↓
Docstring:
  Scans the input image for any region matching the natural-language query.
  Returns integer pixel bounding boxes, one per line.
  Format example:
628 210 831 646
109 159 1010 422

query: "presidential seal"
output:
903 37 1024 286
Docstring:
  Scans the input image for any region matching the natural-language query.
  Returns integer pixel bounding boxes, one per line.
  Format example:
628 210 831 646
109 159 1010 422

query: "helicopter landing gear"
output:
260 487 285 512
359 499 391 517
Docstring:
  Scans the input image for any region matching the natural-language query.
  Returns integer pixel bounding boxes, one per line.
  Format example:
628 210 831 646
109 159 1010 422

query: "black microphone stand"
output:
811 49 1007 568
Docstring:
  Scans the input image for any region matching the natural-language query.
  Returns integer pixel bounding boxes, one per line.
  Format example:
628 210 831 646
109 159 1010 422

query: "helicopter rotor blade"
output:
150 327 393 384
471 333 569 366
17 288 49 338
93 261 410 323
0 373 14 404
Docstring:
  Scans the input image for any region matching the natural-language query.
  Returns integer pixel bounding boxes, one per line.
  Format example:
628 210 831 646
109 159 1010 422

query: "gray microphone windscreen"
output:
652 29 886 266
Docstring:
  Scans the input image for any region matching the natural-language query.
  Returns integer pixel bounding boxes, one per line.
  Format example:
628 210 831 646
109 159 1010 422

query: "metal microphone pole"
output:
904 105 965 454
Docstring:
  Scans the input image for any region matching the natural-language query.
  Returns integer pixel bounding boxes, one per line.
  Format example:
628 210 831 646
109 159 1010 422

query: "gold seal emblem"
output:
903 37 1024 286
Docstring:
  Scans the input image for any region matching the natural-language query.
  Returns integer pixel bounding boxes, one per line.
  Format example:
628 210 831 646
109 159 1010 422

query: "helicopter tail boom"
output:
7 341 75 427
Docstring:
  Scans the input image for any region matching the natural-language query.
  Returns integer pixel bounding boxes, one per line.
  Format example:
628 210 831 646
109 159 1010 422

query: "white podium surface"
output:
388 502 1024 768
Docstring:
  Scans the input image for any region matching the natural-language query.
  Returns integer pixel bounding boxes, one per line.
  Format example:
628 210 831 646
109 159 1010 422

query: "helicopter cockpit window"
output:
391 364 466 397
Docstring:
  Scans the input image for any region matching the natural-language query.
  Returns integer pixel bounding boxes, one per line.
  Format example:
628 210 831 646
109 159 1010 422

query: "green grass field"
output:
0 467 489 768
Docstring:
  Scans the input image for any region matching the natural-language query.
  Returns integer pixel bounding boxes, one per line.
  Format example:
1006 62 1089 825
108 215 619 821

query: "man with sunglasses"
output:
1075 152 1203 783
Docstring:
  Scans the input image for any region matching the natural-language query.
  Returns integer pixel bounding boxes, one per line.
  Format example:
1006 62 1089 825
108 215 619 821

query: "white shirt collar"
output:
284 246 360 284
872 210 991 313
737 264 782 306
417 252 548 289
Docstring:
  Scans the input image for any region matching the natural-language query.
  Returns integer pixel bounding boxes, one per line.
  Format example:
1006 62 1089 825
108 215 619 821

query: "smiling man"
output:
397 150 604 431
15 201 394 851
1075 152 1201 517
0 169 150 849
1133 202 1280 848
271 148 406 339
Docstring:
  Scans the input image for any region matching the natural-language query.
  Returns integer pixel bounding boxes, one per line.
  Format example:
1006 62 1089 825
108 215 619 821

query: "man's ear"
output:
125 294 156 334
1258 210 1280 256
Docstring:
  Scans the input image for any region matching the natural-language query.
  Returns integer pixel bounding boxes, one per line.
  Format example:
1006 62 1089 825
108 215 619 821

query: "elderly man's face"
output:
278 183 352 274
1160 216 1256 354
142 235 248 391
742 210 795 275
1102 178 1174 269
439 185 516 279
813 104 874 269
↑
Task requirements:
Rescale the material from its start through the line containing "7 341 75 427", both ends included, by multiplying every bounding-box coordinate in the answers by 2.6 and rounding to whole numbers, with halves rounded up. Reproduce every other line and number unchanged.

Completed task:
Docstring:
  Scans the input image for any region matching the natural-language query.
  Returns integer pixel bounding boxes, one per line.
  Format example:
628 210 831 646
109 159 1010 422

query: "presidential seal"
output:
2348 96 2662 744
Docstring:
  Scans the input image for any region matching the natural-language query.
  Returns integer pixel bounding boxes, one per line.
  Format example:
628 210 831 646
109 159 1010 422

query: "helicopter landing gear"
output:
676 1266 741 1331
933 1297 1017 1344
Docstring:
  Scans the input image for any region matching the natural-language query.
  Returns integer pixel bounding boxes, one per line.
  Format example:
628 210 831 646
109 159 1010 422

query: "black microphone stand"
output:
2109 127 2618 1477
Docstring:
  Scans the input image for any region matching the natural-language query.
  Returns integer pixel bounding boxes, one per line.
  Format example:
628 210 831 646
109 159 1010 422

query: "helicopter rotor blade"
output:
390 850 1022 998
1225 866 1479 952
44 749 127 879
242 679 1066 840
0 970 36 1050
Docstring:
  Scans the input image for any region matching the natural-language query.
  Returns integer pixel bounding boxes, one per line.
  Format example:
628 210 831 646
109 159 1010 422

query: "gray microphone windscreen"
output:
1695 75 2304 692
Docstring:
  Scans the input image for any region matching the natural-language query.
  Returns integer pixel bounding boxes, one per line.
  Format example:
628 210 831 646
109 159 1010 422

query: "metal microphone pole"
output:
2350 273 2509 1180
Docstring:
  Scans the input image for any region matching the natural-language query.
  Returns integer pixel bounding boxes, one per line.
  Format example:
628 210 831 646
109 159 1010 422

query: "gold seal emblem"
output:
2348 96 2662 744
Docstring:
  Scans the input image for any region matching the natural-language query.
  Returns integer pixel bounding boxes, one per line.
  Format example:
628 210 831 646
109 159 1010 422

query: "helicopter tail boom"
output:
18 887 195 1110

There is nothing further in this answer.